__MATERIAL FOR THIS EXERCISE__:

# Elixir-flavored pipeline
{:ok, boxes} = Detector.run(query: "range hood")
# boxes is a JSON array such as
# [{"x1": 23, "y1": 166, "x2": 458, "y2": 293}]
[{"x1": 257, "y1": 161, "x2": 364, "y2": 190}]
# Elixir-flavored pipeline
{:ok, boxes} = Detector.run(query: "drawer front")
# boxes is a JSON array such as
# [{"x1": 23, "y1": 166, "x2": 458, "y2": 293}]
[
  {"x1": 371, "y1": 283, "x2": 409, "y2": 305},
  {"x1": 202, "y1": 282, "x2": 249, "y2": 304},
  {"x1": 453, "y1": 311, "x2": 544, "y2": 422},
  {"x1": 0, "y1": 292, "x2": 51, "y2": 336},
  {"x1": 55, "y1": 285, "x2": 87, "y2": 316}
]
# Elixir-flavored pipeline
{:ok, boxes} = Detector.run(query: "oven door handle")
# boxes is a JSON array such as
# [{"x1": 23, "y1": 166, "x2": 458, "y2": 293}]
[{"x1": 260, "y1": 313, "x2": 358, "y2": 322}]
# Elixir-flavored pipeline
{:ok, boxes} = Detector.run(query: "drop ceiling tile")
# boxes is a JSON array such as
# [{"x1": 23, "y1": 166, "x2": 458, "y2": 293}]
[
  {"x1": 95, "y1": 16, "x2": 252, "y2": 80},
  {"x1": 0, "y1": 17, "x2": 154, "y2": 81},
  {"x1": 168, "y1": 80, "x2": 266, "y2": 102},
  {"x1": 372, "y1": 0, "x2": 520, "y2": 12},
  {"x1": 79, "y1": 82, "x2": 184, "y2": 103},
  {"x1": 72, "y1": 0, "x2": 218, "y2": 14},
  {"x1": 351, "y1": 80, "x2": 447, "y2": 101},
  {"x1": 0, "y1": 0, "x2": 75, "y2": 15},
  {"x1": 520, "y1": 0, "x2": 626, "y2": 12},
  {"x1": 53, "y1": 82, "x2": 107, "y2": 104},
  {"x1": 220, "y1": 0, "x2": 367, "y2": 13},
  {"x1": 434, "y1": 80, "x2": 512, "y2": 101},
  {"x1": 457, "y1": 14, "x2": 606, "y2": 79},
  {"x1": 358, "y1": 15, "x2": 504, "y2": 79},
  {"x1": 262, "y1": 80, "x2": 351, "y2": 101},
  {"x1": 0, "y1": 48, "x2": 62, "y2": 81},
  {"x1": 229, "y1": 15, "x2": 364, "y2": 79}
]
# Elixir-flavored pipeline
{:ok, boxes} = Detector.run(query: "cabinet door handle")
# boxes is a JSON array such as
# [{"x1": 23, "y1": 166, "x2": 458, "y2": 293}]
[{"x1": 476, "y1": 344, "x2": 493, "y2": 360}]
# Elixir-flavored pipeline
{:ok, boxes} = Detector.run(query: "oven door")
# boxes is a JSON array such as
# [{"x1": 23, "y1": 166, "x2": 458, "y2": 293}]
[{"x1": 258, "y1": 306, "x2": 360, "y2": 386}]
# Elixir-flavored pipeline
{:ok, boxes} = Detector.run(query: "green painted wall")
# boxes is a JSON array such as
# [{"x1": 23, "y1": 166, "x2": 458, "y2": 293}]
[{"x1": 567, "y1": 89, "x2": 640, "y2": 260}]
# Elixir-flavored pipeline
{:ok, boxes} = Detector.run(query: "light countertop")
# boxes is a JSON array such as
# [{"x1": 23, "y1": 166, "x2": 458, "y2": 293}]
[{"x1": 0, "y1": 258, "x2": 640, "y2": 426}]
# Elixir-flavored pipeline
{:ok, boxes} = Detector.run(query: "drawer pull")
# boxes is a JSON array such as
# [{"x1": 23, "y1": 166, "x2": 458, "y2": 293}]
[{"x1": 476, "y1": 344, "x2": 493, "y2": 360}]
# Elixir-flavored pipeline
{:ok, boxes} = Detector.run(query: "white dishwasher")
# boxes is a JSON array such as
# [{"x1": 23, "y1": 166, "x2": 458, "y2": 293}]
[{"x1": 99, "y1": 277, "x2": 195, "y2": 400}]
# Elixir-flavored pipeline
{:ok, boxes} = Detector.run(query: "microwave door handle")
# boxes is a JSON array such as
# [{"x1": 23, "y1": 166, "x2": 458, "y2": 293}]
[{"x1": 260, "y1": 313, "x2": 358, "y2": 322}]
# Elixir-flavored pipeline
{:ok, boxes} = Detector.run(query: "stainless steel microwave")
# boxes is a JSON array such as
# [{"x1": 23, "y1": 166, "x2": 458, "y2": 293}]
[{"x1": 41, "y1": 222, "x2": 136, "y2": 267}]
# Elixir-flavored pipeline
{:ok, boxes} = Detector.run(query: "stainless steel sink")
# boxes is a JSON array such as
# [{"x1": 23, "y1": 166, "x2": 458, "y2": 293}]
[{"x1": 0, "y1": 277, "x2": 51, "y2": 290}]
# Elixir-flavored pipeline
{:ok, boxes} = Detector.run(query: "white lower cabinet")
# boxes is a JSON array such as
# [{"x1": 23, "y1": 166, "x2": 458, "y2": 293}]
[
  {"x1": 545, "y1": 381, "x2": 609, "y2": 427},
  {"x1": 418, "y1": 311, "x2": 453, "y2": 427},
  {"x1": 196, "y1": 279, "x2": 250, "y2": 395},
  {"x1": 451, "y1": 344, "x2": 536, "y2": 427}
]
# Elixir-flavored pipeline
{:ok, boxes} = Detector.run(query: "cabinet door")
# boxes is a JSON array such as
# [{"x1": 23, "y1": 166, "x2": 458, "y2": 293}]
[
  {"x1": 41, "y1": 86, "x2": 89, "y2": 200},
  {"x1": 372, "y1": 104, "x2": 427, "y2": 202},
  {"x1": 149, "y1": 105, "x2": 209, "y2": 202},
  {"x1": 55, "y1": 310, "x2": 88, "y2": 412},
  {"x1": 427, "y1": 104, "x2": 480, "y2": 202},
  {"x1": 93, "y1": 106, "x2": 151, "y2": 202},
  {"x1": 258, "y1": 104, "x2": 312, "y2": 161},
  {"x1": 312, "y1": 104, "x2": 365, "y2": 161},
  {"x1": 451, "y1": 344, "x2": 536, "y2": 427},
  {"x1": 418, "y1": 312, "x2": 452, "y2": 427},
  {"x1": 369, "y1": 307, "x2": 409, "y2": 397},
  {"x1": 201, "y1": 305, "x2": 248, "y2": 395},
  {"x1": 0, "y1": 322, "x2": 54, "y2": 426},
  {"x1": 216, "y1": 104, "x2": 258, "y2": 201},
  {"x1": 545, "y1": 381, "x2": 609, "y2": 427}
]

__STATED TASK__: Count the lines of the records above that contain the string "handle", treating case as significant. Give only the number.

__TASK SOLUTION__: 3